Records to process –
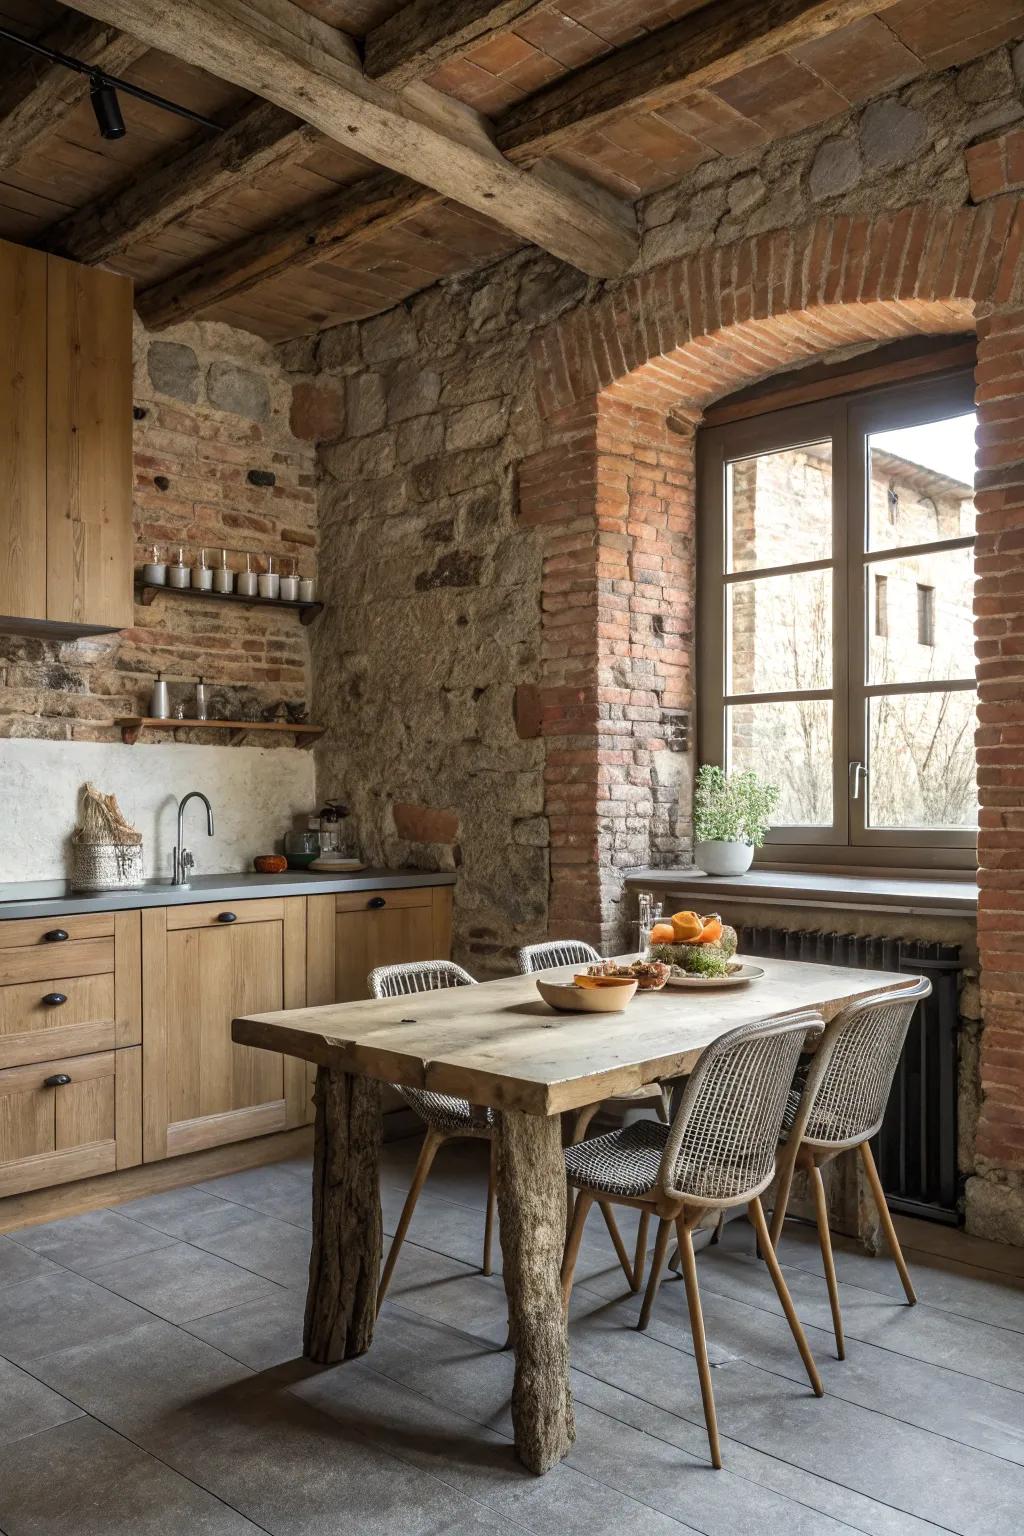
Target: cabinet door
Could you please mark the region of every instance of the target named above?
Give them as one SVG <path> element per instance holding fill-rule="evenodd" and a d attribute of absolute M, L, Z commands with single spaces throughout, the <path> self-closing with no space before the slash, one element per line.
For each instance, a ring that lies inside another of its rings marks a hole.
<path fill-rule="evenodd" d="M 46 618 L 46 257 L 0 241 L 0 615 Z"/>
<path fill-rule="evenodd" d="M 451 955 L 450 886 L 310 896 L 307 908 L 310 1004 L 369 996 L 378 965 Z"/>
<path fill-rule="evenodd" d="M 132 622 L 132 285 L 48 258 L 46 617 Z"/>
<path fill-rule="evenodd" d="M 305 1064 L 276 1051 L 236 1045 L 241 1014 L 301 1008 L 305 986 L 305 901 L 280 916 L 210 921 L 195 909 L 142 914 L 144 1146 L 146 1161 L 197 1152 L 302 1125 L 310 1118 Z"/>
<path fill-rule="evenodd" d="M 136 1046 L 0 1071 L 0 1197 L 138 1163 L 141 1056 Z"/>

Exercise objective – Everything in the data except the pictures must appear in your answer unchanged.

Solution –
Target: cabinet door
Could you please mark the region of every instance of the target named above?
Give them as one SVG <path> element per instance holding fill-rule="evenodd" and a d attribute of absolute M, L, Z commands with single spaces throughout, the <path> self-closing with no space before the slash, one element per line.
For each instance, a ring that lies inside another of its rings marks a hole.
<path fill-rule="evenodd" d="M 46 618 L 46 257 L 0 241 L 0 615 Z"/>
<path fill-rule="evenodd" d="M 451 955 L 450 886 L 310 896 L 307 908 L 310 1004 L 369 996 L 378 965 Z"/>
<path fill-rule="evenodd" d="M 132 622 L 132 285 L 48 258 L 46 617 Z"/>
<path fill-rule="evenodd" d="M 305 1064 L 276 1051 L 236 1045 L 241 1014 L 301 1008 L 305 986 L 305 901 L 280 916 L 210 921 L 195 909 L 142 914 L 144 1146 L 146 1161 L 197 1152 L 302 1125 L 310 1118 Z"/>
<path fill-rule="evenodd" d="M 136 1046 L 0 1071 L 0 1197 L 138 1163 L 141 1056 Z"/>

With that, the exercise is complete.